**Exercise objective:** Check every line below, and copy those that include "animal".
══ Given data ══
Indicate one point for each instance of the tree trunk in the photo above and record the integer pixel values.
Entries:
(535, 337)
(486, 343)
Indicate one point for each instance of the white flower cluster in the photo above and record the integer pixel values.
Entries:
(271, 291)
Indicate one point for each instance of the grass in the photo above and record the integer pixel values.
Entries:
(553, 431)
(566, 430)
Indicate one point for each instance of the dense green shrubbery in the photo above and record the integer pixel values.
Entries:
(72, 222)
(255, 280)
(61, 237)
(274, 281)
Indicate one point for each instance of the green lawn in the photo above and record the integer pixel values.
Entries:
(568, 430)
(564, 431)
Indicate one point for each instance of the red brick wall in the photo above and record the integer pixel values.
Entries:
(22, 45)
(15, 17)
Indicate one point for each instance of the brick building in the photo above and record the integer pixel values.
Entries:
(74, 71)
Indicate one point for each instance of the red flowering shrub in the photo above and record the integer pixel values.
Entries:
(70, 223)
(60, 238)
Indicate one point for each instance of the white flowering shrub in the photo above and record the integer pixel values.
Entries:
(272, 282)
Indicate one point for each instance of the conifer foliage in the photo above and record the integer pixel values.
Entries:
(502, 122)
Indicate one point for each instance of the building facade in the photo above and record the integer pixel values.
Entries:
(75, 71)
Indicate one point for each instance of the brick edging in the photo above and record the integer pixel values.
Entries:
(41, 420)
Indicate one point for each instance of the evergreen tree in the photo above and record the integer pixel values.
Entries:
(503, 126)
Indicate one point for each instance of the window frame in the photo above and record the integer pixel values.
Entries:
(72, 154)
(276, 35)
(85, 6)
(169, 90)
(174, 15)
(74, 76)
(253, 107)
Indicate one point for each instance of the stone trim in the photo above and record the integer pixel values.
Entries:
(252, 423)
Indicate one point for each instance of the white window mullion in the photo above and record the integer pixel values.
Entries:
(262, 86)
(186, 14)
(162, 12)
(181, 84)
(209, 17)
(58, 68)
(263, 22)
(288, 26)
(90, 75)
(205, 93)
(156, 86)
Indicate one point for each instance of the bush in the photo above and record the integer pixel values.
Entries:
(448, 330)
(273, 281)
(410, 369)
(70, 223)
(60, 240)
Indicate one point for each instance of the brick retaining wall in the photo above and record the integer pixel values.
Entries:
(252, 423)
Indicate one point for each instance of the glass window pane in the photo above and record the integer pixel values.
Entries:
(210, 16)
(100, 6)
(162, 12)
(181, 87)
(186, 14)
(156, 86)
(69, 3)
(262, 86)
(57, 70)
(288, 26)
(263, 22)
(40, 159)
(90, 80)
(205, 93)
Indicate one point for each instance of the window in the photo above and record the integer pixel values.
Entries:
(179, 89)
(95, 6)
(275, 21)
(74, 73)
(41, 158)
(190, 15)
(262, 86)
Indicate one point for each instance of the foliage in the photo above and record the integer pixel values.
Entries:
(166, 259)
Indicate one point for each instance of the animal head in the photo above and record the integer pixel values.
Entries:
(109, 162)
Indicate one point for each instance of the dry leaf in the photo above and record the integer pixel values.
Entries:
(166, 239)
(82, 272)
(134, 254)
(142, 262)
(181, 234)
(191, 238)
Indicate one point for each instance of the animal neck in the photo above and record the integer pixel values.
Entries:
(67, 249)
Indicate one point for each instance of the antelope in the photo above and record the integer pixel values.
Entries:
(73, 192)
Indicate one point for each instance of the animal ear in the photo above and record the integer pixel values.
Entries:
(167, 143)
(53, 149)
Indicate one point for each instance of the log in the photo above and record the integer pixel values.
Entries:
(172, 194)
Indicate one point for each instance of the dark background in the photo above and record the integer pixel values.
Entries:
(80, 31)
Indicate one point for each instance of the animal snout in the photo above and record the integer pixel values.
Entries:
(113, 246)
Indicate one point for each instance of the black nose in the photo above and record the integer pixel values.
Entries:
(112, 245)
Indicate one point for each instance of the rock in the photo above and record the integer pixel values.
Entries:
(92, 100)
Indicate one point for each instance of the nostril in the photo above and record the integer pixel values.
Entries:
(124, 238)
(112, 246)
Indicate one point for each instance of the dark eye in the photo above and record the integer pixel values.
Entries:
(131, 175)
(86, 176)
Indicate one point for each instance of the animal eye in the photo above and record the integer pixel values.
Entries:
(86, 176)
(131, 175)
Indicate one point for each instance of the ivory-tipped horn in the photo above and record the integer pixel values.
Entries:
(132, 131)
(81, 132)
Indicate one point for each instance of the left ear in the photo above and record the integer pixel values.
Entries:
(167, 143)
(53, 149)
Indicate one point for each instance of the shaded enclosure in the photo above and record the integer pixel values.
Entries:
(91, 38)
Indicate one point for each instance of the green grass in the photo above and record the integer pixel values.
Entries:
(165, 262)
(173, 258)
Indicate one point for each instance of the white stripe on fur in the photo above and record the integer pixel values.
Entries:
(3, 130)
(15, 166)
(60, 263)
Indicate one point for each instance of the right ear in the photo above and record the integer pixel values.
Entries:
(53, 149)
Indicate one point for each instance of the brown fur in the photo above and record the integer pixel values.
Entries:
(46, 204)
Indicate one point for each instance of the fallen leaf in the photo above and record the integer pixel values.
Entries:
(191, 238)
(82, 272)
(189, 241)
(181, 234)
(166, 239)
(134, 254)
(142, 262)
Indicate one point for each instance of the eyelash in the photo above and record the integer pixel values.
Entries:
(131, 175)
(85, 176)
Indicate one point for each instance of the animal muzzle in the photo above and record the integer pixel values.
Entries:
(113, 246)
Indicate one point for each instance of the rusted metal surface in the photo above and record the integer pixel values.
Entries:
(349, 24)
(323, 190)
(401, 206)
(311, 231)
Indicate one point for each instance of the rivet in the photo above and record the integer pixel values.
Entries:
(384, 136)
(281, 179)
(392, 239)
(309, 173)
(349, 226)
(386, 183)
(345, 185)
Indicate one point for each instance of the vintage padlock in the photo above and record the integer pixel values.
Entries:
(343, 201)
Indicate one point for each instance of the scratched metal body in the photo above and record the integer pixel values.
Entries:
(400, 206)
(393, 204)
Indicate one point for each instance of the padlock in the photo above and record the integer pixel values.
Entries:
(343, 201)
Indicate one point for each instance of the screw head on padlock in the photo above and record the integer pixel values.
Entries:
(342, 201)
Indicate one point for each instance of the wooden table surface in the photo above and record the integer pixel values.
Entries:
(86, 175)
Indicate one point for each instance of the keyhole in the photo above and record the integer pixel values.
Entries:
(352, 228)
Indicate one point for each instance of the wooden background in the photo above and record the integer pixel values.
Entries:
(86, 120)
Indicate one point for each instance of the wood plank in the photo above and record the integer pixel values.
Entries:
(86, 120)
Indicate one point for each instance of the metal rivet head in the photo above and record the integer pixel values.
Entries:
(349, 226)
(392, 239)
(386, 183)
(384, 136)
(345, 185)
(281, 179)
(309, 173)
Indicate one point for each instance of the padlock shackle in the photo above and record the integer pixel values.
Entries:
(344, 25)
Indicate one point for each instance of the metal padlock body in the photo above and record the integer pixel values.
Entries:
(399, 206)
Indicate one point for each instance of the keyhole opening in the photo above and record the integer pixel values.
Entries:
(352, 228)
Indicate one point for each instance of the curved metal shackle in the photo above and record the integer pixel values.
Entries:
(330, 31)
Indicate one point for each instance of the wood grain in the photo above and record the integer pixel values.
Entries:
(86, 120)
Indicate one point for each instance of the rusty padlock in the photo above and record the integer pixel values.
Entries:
═══
**Reply:**
Indicate one point for each instance of the animal head in the photo above and record the integer pixel values.
Indicate one point for each instance of the animal neck in the photo above and record the integer pixel values.
Indicate one point for each instance of the animal ear in the photo above and record the integer pixel values.
Indicate one point for each instance of the animal snout in the photo above and record the integer pixel values.
Indicate one point for each instance of the animal eye in the photo above and record the integer pixel values.
Indicate one point for each instance of the animal muzzle in the photo above and record the integer pixel values.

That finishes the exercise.